** Document excerpt **
►
With falling rental rates and rising vacancies, the Brazilian office market is being plagued with a glut of new office construction. For some real estate managers, however, this oversupply could present some new buying opportunities.
The Class A office markets in São Paulo and Rio de Janeiro have risen to 28 million square feet and 15 million square feet, respectively, according to a new report from Paladin Realty Partners. Between 2012 and 2014, 9 million square feet to 10 million square feet was added to the market, while an additional 4 million is projected to come online this year, the firm said.
The excess Class A office inventory is a result of Brazil’s economic slowdown, which has led to slower absorption, as well as a significant amount of new supply that has been built by Brazil-focused real estate funds and large developers in recent years. From 2007 to 2012, prior to significant amounts of private equity real estate capital being raised, new supply ranged from 1 million square feet to 1.5 million square feet of new space a year, which was very easily absorbed by Brazil’s growing economy. But with office supply doubling or tripling in the ensuing years, “that was a train wreck waiting to happen,” said Fred Gortner, co-founder and chief operating officer at Paladin Realty.
◄
** Problems and tasks **
A) Answer these questions using the piece on Brazil's office market:
(i) How large is the Class A office market in Rio de Janeiro?
(ii) How much additional office space is projected to come online this year?
(iii) From 2007 to 2012, how much new office space was added each year?
B) Copy the records word for word, from the line with "Shelf-audit ticket. Put a marker on every instance of the green" through the end of the records.

** Recorded information **
►
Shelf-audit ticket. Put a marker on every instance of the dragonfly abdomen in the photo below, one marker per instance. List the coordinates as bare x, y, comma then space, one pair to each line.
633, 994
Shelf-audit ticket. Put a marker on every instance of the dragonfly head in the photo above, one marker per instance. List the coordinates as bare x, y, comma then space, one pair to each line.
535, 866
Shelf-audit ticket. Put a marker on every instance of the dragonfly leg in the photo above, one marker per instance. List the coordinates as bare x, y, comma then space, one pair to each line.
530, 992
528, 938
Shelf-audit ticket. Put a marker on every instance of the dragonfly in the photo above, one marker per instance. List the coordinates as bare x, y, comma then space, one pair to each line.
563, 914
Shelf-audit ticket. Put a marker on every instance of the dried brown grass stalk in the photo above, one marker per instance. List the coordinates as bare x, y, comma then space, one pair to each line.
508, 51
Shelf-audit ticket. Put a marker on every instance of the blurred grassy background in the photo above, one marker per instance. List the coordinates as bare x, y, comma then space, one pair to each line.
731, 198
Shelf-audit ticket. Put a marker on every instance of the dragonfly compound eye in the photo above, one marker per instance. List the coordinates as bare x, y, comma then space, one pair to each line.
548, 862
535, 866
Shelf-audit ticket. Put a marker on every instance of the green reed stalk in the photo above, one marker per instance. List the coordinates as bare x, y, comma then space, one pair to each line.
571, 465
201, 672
◄
** Task answers **
A)
(i) 15 million square feet
(ii) An additional 4 million square feet
(iii) Between 1 million and 1.5 million square feet a year

B)
Shelf-audit ticket. Put a marker on every instance of the green reed stalk in the photo above, one marker per instance. List the coordinates as bare x, y, comma then space, one pair to each line.
571, 465
201, 672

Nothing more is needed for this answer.